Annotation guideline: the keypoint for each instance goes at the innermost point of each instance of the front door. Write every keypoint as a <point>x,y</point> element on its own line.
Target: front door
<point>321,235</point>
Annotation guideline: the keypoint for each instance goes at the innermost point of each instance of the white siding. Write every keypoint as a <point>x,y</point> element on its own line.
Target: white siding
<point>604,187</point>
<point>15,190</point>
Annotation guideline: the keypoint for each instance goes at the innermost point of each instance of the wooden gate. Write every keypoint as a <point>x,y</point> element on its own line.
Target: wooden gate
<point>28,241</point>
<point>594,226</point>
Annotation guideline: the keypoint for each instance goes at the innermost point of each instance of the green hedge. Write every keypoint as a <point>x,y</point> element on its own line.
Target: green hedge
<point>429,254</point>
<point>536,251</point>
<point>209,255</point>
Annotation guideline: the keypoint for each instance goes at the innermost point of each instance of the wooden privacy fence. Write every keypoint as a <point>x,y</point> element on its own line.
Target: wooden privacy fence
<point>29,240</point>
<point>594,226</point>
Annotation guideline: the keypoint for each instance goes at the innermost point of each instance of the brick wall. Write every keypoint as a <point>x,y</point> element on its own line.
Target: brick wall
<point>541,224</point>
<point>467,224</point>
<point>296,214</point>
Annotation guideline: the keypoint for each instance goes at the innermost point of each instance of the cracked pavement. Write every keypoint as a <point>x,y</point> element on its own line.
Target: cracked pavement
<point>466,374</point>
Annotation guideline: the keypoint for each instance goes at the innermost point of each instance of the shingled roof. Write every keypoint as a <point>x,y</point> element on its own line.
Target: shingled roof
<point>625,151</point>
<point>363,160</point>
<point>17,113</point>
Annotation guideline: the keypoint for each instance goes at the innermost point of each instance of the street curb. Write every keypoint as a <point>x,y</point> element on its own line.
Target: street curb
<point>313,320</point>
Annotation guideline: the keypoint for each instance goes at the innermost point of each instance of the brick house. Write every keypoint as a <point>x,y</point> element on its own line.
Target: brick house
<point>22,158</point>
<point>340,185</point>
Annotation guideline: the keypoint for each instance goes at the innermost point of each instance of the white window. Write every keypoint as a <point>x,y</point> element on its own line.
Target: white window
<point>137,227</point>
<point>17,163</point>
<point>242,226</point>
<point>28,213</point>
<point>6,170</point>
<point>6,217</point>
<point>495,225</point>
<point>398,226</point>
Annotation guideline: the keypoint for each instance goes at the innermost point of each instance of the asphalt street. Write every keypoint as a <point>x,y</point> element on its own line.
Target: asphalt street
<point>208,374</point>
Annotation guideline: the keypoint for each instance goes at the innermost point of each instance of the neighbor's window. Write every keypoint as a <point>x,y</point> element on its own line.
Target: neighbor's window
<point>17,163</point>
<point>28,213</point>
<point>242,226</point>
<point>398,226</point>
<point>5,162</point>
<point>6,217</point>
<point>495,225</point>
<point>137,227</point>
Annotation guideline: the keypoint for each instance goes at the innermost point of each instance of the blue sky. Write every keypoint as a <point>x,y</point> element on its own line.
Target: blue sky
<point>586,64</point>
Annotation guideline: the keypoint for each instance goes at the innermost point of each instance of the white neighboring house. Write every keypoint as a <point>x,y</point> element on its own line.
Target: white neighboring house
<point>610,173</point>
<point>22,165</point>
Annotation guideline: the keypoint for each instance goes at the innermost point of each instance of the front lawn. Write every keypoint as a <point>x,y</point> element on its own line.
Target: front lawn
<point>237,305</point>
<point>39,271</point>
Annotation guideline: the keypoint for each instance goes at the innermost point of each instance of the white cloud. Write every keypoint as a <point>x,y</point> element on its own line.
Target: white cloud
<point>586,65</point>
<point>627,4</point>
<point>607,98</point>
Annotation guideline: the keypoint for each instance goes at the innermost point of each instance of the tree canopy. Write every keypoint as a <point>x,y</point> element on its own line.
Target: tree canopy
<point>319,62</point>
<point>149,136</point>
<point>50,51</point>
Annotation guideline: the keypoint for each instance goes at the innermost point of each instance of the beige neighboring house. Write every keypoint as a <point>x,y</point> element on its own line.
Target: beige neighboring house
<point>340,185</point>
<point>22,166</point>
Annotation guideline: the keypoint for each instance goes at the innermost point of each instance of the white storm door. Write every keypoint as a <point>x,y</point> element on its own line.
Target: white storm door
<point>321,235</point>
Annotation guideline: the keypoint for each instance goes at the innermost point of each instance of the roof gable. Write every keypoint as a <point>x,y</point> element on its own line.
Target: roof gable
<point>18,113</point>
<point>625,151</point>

§ **SHORT PROBLEM**
Each line must be given again exactly as written above.

§ **RIGHT ANSWER**
Annotation guideline: the keypoint for each instance goes at the innermost point of each instance of the front door. Write every keypoint as a <point>x,y</point> element on its own line.
Target: front door
<point>321,235</point>
Annotation guideline: the keypoint for each instance goes at the innermost point of each instance of the white siding. Write every keypoint as a <point>x,y</point> element on its own line.
Target: white siding
<point>604,187</point>
<point>15,190</point>
Annotation guideline: the keypoint for each instance goes at the innermost point of each instance of the wooden gate. Write every keypoint as a <point>x,y</point> element on its own line.
Target: wooden gate
<point>28,241</point>
<point>594,226</point>
Annotation guideline: the keypoint for each instance goes at the innermost point of each instance of the green hedge. Write every keypoint as a <point>x,y</point> element on its own line.
Target: green hedge
<point>429,254</point>
<point>536,251</point>
<point>209,255</point>
Annotation guideline: the keypoint for each instance goes at the innermost point of each instance of the wooden privacy fence. Write every keypoint as a <point>x,y</point> element on its own line.
Target: wooden privacy fence
<point>29,240</point>
<point>594,226</point>
Annotation guideline: the keypoint for each instance goes at the innermost point of each instance of the brick wall. Write every keypoint as a <point>x,y</point> element on its own line.
Target: brick wall
<point>541,224</point>
<point>467,224</point>
<point>296,214</point>
Annotation guideline: the keypoint for each instance goes at the innermost point of each instance of the cracked pavement. Write every keypoint as a <point>x,y</point> element on its own line.
Target: cracked pavement
<point>466,374</point>
Annotation guideline: the keypoint for each instance goes at the innermost point of each instance of the shingled roof. Write every keypoint as a <point>x,y</point> element on its own line.
Target: shingled roof
<point>625,151</point>
<point>363,160</point>
<point>17,113</point>
Annotation guideline: the keypoint for each instance goes at the innermost point of each instance of the street curb. Write every keypoint as a <point>x,y</point> element on its own line.
Target: street curb
<point>313,320</point>
Annotation guideline: the keypoint for each instance goes at the innermost point of each instance of the brick house. Write every keypoint as a <point>x,y</point> element on its own line.
Target: brick house
<point>22,158</point>
<point>340,185</point>
Annotation guideline: the keypoint for each instance goes at the innermost point of each instance of the white window. Write every keypoint as a <point>x,y</point> element on its own line.
Target: white window
<point>137,227</point>
<point>17,163</point>
<point>242,226</point>
<point>28,213</point>
<point>6,170</point>
<point>6,217</point>
<point>495,225</point>
<point>398,226</point>
Annotation guideline: the keypoint for each instance goes at the innermost point of each instance of the asphalt street. Write every keypoint as a <point>x,y</point> element on its own line.
Target: asphalt street
<point>208,374</point>
Annotation guideline: the keypoint for each instance goes at the innermost point of each instance of the neighbor's window. Write every keypoint as a <point>x,y</point> element on its own line.
Target: neighbor's window
<point>17,163</point>
<point>28,213</point>
<point>242,226</point>
<point>398,226</point>
<point>5,162</point>
<point>6,217</point>
<point>495,225</point>
<point>137,227</point>
Annotation guideline: the keypoint for each instance goes at the innermost point of each instance of the blue sky. Write every keypoint as a <point>x,y</point> element on its own line.
Target: blue sky
<point>586,64</point>
Annotation guideline: the keypoint for each instance goes at the innermost point of each instance of the white neighboring house. Write every keypoint as a <point>x,y</point> element on its own line.
Target: white neighboring house
<point>610,173</point>
<point>22,165</point>
Annotation guideline: the keypoint for each instance goes at the innermost point of each instance of the front lawn. Write every keypoint as a <point>x,y</point> element on its own line.
Target: front lawn
<point>237,305</point>
<point>39,271</point>
Annotation guideline: the keypoint for each instance goes at the innermost point of each instance of the white cloud. Write every keypoint as a <point>x,y</point> element on its own line.
Target: white cloud
<point>586,65</point>
<point>627,4</point>
<point>607,98</point>
Annotation guideline: the keypoint for each instance goes at the innermost point of each instance of the tree canopy. Write every keypoint as a <point>x,y</point> element on its own line.
Target: tree canopy
<point>319,62</point>
<point>149,136</point>
<point>50,51</point>
Annotation guideline: the keypoint for each instance goes at the innermost point of each instance of the beige neighboring house. Write every keypoint as a <point>x,y</point> element on its own line.
Target: beige neighboring house
<point>340,185</point>
<point>22,166</point>
Annotation guideline: the keypoint for each instance goes at the innermost point of each instance of the white storm door. Write every keypoint as a <point>x,y</point> element on its own line.
Target: white storm door
<point>321,235</point>
Annotation guideline: the keypoint for each instance goes at the innermost point of each instance of the roof gable. Write every keypoint as a <point>x,y</point> element on its own line.
Target: roof gable
<point>18,113</point>
<point>625,151</point>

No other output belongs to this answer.